> RECORDS SUPPLIED

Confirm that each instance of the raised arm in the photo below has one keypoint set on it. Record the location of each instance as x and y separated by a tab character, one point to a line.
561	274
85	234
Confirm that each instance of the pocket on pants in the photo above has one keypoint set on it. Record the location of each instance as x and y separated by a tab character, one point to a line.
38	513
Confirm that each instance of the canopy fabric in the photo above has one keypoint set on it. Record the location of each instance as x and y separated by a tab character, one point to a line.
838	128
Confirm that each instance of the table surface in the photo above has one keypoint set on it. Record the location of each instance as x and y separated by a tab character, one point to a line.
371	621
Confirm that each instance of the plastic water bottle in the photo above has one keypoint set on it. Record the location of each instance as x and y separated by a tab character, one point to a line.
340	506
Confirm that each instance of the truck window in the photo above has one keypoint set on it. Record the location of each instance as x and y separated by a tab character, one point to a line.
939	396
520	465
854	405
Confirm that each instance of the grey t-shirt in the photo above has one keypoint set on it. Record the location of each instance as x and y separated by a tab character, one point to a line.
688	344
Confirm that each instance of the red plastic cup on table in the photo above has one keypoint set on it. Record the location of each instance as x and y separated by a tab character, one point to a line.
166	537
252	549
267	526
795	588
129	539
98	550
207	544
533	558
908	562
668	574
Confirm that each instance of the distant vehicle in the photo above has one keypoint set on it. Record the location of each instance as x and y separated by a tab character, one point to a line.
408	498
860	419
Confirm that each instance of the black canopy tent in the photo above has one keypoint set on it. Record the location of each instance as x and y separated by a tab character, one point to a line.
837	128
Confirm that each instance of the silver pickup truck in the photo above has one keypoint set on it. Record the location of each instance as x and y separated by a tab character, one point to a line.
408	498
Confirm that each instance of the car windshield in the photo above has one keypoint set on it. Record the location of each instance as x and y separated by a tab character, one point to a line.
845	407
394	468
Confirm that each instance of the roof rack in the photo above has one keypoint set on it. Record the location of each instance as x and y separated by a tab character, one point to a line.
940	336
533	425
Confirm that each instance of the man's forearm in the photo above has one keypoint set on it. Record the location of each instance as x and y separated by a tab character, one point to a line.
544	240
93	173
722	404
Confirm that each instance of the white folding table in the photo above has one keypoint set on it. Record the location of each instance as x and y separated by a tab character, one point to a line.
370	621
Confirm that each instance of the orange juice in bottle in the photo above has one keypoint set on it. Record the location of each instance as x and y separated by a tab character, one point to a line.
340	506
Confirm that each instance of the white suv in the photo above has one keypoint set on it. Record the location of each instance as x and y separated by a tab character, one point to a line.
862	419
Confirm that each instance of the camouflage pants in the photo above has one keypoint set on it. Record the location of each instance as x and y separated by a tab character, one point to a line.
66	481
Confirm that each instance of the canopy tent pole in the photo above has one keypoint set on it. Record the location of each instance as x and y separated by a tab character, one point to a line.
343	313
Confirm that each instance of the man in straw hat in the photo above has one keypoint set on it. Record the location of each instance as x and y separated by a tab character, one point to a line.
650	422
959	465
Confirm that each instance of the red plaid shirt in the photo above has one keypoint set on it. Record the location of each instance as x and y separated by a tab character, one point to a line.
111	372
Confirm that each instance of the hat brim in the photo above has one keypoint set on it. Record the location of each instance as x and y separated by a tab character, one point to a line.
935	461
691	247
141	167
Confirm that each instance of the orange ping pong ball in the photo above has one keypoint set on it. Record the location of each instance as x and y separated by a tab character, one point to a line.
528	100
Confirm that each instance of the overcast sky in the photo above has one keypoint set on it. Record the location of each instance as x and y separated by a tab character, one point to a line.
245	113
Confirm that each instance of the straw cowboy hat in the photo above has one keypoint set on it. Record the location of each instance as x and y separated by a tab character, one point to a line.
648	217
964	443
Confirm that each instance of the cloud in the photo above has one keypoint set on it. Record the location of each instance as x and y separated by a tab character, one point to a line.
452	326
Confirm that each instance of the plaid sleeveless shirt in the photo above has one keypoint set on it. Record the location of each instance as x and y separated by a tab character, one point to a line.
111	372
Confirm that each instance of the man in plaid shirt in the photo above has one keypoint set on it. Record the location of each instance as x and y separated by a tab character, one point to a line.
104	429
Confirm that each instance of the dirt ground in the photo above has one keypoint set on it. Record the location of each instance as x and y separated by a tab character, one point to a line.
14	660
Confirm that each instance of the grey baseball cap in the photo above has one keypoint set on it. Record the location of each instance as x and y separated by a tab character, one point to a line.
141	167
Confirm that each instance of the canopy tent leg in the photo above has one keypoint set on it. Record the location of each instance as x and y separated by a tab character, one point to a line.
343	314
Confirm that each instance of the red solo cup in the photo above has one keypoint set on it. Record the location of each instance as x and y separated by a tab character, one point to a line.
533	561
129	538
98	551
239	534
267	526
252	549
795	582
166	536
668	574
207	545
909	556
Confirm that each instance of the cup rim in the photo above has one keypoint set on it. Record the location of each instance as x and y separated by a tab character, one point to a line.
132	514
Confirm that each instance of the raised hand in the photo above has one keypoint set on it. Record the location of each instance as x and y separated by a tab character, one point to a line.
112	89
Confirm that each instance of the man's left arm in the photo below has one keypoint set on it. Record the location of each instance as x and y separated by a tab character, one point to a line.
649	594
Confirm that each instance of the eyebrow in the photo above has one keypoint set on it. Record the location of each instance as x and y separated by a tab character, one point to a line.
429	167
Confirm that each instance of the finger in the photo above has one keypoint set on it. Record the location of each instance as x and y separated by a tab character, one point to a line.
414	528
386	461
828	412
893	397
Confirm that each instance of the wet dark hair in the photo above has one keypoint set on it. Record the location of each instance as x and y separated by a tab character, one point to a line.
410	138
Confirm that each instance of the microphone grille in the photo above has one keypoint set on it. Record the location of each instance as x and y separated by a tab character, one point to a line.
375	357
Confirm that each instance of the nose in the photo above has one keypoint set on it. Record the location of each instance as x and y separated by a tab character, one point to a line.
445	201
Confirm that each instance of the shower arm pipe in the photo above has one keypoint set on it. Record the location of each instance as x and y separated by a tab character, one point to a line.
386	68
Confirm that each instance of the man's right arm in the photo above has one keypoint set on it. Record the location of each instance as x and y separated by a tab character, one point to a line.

> PROBLEM TO WORK ON
What you hand back must match the records above exactly.

> SOLUTION TO THIS TASK
Confirm that each instance of the raised arm in the photo below has one keypoint set on it. Record the location of each instance as x and y separated by a tab character, one point to a line.
561	274
85	234
Confirm that each instance of the pocket on pants in the photo above has one keypoint set on it. Record the location of each instance as x and y separated by a tab character, one point to a line.
38	513
Confirm that each instance of the canopy fabric in the photo above has one keypoint set on it. Record the location of each instance as x and y separated by a tab character, one point to a line.
838	128
Confirm that each instance of the table surface in the photo above has one keypoint set on it. Record the location of each instance as x and y separated by a tab character, one point to a line.
371	621
Confirm that each instance of the plastic water bottle in the photo above has one keypoint set on it. Record the location of each instance as x and y separated by a tab character, one point to a line.
340	506
Confirm that each instance of the truck window in the photo above has one keypoint set on it. Record the location of each instance as x and y separated by a tab character, one point to a line.
939	396
520	465
854	405
Confirm that each instance of the grey t-shirt in the photo above has one keypoint set on it. Record the location of each instance as x and y separated by a tab character, one point to a line.
688	344
Confirm that each instance of the red plastic cup on table in the photo above has one keypoint set on it. Record the location of each instance as x and y separated by a tab character, one point to a line.
166	537
252	549
267	526
795	588
129	539
98	550
207	544
533	558
908	562
668	574
Confirm that each instance of the distant vehicle in the photo above has one keypoint set on it. Record the location of each instance as x and y separated by a tab character, one point to a line.
408	498
860	419
Confirm that each instance of the black canopy tent in the photo above has one keypoint set on it. Record the location of each instance as x and y separated by a tab character, one point to a line.
837	128
Confirm that each instance of the silver pickup truck in the photo above has one keypoint set on it. Record the location of each instance as x and y separated by a tab character, one point to a line.
408	498
Confirm that each instance of the car windshield in the photo above has one keypoint set on it. Record the location of each instance as x and y separated by a tab character, one point to a line.
845	407
394	468
Confirm that each instance of the roof rack in the photo above has one keypoint set on it. Record the location of each instance as x and y separated by a tab character, one point to a line.
940	336
533	425
Confirm that each instance of the man's forearm in the photo above has one keypoint set on it. Record the location of each instance as x and y separated by a tab character, one point to a line.
544	240
93	173
722	404
Confirm that each instance of the white folding table in the photo above has one keypoint set on it. Record the location of each instance as x and y separated by a tab character, one point to a line.
370	621
Confirm that each instance of the orange juice in bottle in the photo above has one keypoint set on it. Record the location of each instance as x and y separated by a tab character, one point to a line.
340	506
Confirm that each instance of the white suv in the photo above has one keypoint set on it. Record the location of each instance as x and y separated by a tab character, one point to a line.
862	419
Confirm that each instance of the camouflage pants in the photo above has one keypoint set on it. Record the location of each instance as x and y separated by a tab character, one point to a line.
66	481
Confirm that each instance of the canopy tent pole in the photo above has one keypoint set on it. Record the location of each instance as x and y separated by a tab character, one point to a line.
343	313
Confirm that each instance of the man in straw hat in the photo above has one keypoint set on it. Record the location of each instance as x and y separated by a tab character, one point to a line.
650	422
959	465
Confirm that each instance of the red plaid shirt in the photo above has one keypoint set on it. Record the location of each instance as x and y separated by a tab character, one point to a line.
111	372
Confirm that each instance of the hat brim in the photo above has one keypoint set on it. Record the location of each instance as x and y separated by a tab character, one point to a line.
935	461
691	247
141	167
Confirm that each instance of the orange ping pong ball in the photo above has one keypoint set on it. Record the location of each instance as x and y separated by a tab character, one point to a line.
528	100
Confirm that each instance of the overcast sky in the photo above has one keypoint set on it. Record the location of each instance as x and y separated by a tab character, one point to a line.
245	113
Confirm that each instance of the straw cowboy hat in the photo above has one keypoint set on it. Record the location of each instance as x and y separated by a tab character, one point to a line.
648	217
964	443
Confirm that each instance of the cloud in the photo above has one keypoint set on it. Record the location of each instance as x and y separated by a tab character, one point to a line.
452	326
Confirm that each instance of the plaid sleeveless shirt in the photo above has one keypoint set on it. Record the location of each instance as x and y separated by a tab character, one point to a line.
111	372
Confirm that each instance of the man in plaid shirt in the photo above has one keypoint set on it. Record the location of each instance as x and y separated by a tab character, one point to a line.
104	429
Confirm that each instance of the dirt ground in the photo above has one keypoint set on it. Record the location of each instance as x and y separated by a tab character, one point to a line.
14	660
Confirm that each instance of the grey baseball cap in the photo above has one keypoint set on it. Record the location of each instance as x and y separated by a tab character, one point to a line.
141	167
Confirm that each instance of the canopy tent leg in the photo above has one keypoint set on it. Record the location of each instance as x and y separated by a tab character, one point to a line.
343	314
Confirm that each instance of the red solo cup in the photo above has one keypoint set on it. Record the location of each instance as x and y separated by a tab character, one point to a line.
533	561
129	538
98	551
239	534
267	526
252	549
795	582
166	536
668	574
207	545
909	556
Confirm that each instance of the cup rim in the photo above has one keypoint set on it. Record the location of each instance as x and y separated by a tab character, one point to a line.
132	514
Confirm that each instance of the raised hand in the photo above has one keypoint set on it. Record the location of each instance as x and y separated by a tab character, one point to a line.
112	89
Confirm that each instance of the man's left arm in the photo below has one keypoint set on it. Record the location of each instance as x and y separated by a tab character, one point to a line.
649	594
Confirm that each instance of the eyebrow in the photo above has one keypoint set on it. Record the location of each instance as x and y separated by a tab character, one point to a line.
429	167
Confirm that each instance of the finger in the photo above has one keypoint set on it. Record the location of each instance as x and y separated by a tab character, one point to a line.
414	528
386	461
828	412
893	397
Confirm that each instance of the wet dark hair in the photo above has one keypoint set on it. Record the location of each instance as x and y separated by a tab character, one point to a line.
410	138
Confirm that each instance of the microphone grille in the photo above has one keypoint set on it. Record the location of each instance as x and y separated by a tab character, one point to a line.
375	357
Confirm that each instance of the nose in the photo above has one keypoint set on it. Record the location of each instance as x and y separated by a tab character, one point to a line.
445	201
Confirm that each instance of the shower arm pipe in the photo above has one keypoint set on it. Record the location of each instance as x and y separated by a tab character, one point to a line.
386	68
Confirm that each instance of the man's right arm in the photo above has one keypoint set on it. Record the location of each instance as x and y separated by a tab character, one point to a line.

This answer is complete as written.